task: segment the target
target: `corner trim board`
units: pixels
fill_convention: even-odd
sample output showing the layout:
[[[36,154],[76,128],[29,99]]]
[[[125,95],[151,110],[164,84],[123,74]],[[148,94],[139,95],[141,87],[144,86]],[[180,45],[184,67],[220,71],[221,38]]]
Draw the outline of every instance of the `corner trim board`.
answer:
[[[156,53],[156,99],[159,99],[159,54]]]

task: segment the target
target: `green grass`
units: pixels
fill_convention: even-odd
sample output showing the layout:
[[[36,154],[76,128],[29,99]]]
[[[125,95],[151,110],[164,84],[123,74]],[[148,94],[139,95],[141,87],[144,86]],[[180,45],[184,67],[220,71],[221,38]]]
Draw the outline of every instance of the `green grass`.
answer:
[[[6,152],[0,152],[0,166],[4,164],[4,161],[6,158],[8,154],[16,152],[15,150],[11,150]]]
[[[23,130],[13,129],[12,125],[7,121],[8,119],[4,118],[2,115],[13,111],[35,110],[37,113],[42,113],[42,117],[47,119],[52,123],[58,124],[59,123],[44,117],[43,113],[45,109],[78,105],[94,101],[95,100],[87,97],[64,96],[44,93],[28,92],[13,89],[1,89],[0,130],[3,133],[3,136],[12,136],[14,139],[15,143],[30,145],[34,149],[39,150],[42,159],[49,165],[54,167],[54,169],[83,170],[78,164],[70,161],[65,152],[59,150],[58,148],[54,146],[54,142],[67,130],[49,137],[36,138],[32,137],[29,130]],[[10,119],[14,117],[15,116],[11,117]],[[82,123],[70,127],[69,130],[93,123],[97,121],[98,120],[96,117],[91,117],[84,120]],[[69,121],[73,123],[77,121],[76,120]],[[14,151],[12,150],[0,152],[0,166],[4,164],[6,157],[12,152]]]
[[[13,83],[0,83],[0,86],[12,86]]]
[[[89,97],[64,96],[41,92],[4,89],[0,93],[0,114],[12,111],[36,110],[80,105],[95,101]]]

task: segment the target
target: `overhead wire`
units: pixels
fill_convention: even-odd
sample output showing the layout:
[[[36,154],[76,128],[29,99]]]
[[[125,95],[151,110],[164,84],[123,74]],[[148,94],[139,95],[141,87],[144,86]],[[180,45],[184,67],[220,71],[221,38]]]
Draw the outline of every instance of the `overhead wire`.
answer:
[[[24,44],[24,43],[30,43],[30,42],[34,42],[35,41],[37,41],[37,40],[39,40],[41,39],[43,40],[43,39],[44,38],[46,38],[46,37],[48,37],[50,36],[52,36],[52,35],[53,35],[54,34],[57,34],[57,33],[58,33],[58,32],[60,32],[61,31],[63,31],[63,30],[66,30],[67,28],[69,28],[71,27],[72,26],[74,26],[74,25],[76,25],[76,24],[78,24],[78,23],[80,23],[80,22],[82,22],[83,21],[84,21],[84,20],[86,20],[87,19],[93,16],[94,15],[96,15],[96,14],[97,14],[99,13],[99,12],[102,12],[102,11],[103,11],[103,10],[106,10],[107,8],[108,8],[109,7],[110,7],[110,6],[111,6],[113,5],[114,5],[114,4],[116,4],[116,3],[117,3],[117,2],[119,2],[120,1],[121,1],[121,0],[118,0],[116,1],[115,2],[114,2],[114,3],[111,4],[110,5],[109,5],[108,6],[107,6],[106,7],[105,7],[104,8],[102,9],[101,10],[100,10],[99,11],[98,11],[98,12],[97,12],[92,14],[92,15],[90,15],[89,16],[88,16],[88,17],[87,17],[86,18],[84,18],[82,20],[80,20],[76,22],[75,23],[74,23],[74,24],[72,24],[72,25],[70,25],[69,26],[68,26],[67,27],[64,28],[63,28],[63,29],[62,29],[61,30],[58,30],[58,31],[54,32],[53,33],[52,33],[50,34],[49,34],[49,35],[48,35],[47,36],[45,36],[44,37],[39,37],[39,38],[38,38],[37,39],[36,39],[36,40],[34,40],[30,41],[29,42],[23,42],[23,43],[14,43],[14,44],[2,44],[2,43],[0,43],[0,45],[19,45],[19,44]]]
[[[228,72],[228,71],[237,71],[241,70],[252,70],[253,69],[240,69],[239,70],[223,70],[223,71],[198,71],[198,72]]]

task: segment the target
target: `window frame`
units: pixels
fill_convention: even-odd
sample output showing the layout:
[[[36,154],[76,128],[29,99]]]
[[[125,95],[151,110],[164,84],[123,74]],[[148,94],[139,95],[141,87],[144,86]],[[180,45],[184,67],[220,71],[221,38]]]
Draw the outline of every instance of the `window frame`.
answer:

= = = = =

To do: Rewrite the items starting at their first line and ending at the line that contains "[[[156,53],[156,99],[159,99],[159,54]]]", with "corner trim board" replaced by "door trim board" and nothing else changed.

Reply to the exercise:
task: segment the target
target: `door trim board`
units: pixels
fill_convention: even-odd
sample output showing the layout:
[[[36,154],[76,128],[29,99]]]
[[[125,95],[151,110],[164,84],[123,74]],[[148,94],[139,95],[141,87],[144,86]],[[180,45],[184,67],[220,71],[221,38]]]
Draw the outline of every instance of the `door trim board`.
answer:
[[[156,53],[156,99],[159,99],[159,54]]]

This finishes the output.